WHAT TO WORK ON — Print all of the data exactly as written.
### MATERIAL FOR THIS EXERCISE
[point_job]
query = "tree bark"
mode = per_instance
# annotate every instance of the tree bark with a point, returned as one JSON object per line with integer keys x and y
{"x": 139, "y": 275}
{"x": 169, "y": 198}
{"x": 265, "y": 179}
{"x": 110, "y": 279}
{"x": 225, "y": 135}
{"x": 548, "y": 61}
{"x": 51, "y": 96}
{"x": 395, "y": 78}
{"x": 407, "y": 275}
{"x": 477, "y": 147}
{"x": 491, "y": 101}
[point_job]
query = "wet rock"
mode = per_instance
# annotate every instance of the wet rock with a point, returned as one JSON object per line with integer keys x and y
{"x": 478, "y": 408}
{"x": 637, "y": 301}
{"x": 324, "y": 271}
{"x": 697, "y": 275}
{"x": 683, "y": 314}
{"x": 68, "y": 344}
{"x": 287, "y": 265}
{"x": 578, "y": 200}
######
TASK SOLUTION —
[point_job]
query = "tree bark"
mode = per_instance
# annotate every instance of the tree bark with a point, returned as one JSON object per line with integer keys x and y
{"x": 139, "y": 275}
{"x": 169, "y": 198}
{"x": 265, "y": 179}
{"x": 110, "y": 279}
{"x": 225, "y": 135}
{"x": 548, "y": 61}
{"x": 51, "y": 96}
{"x": 395, "y": 78}
{"x": 407, "y": 275}
{"x": 477, "y": 147}
{"x": 491, "y": 101}
[point_job]
query = "wet rock"
mode = per_instance
# annotate every instance of the wet rock with a point, returned as one JSON object per line with integer keys x and y
{"x": 478, "y": 408}
{"x": 637, "y": 301}
{"x": 324, "y": 271}
{"x": 697, "y": 275}
{"x": 683, "y": 314}
{"x": 68, "y": 344}
{"x": 287, "y": 265}
{"x": 578, "y": 200}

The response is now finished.